GIVEN PROBLEM:
Render the stretch of the data from the line containing "Task: locate the white net" through the last line as a Markdown table with two columns: Row, giving the row number, and Line, giving the line itself. Leave out any blank lines.

[Data items]
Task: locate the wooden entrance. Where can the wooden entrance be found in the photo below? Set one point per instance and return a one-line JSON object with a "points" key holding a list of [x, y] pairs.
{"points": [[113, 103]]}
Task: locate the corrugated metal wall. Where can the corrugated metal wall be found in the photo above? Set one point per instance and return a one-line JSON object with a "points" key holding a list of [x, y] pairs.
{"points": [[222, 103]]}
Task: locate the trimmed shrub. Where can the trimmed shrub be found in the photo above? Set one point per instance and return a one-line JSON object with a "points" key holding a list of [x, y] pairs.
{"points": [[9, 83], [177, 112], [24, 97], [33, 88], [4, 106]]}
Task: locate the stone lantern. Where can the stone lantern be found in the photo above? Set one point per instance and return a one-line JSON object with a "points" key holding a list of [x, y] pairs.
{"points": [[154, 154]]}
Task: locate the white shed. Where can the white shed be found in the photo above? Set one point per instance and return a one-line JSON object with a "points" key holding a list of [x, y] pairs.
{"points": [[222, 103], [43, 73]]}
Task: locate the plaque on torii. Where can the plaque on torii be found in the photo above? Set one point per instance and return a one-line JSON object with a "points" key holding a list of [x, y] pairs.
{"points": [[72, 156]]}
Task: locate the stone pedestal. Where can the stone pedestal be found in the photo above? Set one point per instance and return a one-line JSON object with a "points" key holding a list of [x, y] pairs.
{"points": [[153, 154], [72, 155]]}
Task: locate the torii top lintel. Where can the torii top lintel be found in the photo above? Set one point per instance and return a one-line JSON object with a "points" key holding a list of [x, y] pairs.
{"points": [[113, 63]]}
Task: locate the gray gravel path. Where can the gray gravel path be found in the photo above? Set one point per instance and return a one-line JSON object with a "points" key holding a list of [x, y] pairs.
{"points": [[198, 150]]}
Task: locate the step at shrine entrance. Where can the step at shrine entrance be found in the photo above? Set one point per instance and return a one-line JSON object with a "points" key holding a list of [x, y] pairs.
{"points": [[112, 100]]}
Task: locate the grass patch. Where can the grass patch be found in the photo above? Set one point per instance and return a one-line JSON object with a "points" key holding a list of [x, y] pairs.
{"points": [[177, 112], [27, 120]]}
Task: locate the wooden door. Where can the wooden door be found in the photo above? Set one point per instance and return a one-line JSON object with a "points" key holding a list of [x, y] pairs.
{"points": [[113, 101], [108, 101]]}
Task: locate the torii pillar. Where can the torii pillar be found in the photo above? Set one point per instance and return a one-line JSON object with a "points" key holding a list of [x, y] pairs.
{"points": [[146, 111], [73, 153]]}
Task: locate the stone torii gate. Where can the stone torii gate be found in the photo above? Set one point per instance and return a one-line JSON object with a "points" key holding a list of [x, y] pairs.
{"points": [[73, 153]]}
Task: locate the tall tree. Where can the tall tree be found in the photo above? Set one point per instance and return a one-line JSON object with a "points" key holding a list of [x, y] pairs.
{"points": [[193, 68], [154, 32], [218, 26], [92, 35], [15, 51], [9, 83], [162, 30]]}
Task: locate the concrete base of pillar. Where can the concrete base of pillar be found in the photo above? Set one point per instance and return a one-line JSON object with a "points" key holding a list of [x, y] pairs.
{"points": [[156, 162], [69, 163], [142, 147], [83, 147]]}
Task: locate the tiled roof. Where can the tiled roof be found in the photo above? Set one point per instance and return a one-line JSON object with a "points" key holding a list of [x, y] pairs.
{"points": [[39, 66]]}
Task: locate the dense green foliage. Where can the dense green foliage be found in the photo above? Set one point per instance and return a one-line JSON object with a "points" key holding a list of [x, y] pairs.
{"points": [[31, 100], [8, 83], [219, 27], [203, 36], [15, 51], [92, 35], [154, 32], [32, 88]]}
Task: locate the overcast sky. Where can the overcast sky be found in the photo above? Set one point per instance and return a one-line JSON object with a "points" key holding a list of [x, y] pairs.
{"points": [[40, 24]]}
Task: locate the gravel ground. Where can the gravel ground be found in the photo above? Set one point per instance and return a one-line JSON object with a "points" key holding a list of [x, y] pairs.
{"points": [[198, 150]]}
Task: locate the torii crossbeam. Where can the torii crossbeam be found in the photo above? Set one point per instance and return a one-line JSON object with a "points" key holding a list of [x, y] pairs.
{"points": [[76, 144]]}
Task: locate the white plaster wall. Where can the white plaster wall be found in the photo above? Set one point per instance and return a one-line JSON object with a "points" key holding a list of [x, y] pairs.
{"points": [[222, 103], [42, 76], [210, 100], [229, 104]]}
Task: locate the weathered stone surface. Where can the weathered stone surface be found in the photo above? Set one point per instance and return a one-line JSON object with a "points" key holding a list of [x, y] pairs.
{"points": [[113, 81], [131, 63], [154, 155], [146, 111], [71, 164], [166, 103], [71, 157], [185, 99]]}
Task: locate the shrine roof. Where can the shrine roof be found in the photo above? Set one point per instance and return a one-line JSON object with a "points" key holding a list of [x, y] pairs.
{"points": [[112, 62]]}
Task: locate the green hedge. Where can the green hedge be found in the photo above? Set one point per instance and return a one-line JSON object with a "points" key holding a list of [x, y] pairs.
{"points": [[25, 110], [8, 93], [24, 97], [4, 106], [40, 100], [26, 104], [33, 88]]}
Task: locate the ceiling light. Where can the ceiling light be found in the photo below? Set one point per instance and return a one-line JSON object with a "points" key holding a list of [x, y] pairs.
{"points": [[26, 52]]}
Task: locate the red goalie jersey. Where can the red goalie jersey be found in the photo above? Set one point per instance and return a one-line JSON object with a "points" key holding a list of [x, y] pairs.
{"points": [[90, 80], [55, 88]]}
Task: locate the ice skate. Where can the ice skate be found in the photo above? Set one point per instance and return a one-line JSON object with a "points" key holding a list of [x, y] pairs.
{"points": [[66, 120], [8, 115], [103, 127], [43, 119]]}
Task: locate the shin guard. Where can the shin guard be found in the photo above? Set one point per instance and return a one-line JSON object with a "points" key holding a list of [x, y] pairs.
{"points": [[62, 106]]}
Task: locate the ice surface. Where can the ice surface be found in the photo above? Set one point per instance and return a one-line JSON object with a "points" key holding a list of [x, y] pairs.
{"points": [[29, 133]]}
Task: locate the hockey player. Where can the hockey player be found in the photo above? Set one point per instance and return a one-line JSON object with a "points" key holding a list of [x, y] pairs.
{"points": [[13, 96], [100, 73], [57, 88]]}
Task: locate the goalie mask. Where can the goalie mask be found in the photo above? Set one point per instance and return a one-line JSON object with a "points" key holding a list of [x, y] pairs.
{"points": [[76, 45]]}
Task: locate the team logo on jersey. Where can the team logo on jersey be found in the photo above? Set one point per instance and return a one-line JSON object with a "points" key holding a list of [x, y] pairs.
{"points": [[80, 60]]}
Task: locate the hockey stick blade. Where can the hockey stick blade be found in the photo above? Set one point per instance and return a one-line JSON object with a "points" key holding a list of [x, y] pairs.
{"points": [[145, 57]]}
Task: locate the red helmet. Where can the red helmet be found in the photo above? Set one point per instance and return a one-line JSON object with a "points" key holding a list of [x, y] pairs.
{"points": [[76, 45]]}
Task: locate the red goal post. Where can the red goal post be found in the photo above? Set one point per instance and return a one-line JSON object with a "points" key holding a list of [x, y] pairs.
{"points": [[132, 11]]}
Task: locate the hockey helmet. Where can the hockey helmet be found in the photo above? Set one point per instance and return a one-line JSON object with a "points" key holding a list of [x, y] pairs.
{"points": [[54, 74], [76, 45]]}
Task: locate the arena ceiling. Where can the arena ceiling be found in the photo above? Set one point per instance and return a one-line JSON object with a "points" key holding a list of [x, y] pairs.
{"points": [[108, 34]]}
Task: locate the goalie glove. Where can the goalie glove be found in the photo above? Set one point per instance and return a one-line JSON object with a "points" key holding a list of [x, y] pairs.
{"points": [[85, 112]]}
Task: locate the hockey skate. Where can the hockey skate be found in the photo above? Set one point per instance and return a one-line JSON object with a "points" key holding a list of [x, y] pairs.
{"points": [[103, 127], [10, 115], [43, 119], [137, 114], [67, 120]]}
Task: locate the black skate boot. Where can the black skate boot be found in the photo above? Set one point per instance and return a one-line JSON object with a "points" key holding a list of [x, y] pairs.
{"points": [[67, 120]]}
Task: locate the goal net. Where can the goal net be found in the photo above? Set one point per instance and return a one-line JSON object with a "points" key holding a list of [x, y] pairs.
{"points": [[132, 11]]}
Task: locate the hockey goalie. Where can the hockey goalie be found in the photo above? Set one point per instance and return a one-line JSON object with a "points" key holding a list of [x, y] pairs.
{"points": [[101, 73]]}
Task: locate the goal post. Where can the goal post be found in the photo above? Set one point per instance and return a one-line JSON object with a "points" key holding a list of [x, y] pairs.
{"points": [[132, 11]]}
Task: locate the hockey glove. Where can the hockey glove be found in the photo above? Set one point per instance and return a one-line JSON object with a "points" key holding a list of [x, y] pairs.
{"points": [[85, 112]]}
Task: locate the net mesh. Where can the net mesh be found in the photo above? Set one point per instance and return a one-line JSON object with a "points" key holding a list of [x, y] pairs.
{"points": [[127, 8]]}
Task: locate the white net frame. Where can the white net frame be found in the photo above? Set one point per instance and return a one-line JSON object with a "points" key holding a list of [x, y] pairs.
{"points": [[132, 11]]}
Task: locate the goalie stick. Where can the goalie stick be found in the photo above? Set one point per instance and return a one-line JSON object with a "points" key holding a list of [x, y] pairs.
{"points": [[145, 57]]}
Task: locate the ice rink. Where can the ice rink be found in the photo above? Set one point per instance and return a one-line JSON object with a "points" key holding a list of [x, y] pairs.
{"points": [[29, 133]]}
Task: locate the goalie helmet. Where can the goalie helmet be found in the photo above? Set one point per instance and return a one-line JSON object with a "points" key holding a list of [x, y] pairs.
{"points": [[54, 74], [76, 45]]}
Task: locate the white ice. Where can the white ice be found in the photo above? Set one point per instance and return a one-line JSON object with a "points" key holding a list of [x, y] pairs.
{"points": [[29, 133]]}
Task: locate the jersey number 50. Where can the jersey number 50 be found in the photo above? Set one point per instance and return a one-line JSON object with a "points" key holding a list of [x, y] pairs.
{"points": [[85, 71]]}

IN RESPONSE:
| Row | Line |
|---|---|
| 1 | Task: locate the white net frame. Where can the white net frame be found in the photo above? Set one point per instance and return a one-line JSON object with a "points" key holding a list of [x, y] pairs. |
| 2 | {"points": [[132, 11]]} |
| 3 | Task: locate the goalie stick. Where can the goalie stick be found in the photo above? Set one point per instance and return a one-line JSON object with a "points" key holding a list of [x, y] pairs. |
| 4 | {"points": [[145, 57]]} |
| 5 | Task: locate the ice rink. Where can the ice rink be found in the photo above? Set one point per instance and return a one-line JSON object with a "points" key holding a list of [x, y] pairs. |
| 6 | {"points": [[29, 133]]} |
| 7 | Task: locate the goalie helmet. Where can the goalie helmet be found in the photo above? Set one point per instance and return a one-line JSON object with a "points" key holding a list of [x, y] pairs. |
| 8 | {"points": [[54, 74], [76, 45]]} |
| 9 | Task: locate the white ice. Where can the white ice be found in the photo above? Set one point per instance and return a one-line JSON object with a "points" key holding a list of [x, y] pairs. |
| 10 | {"points": [[29, 133]]} |
| 11 | Task: locate the jersey number 50. Where can the jersey number 50 be found in the photo above? Set one point per instance and return a one-line JSON object with a "points" key holding a list of [x, y] pairs. |
| 12 | {"points": [[85, 71]]} |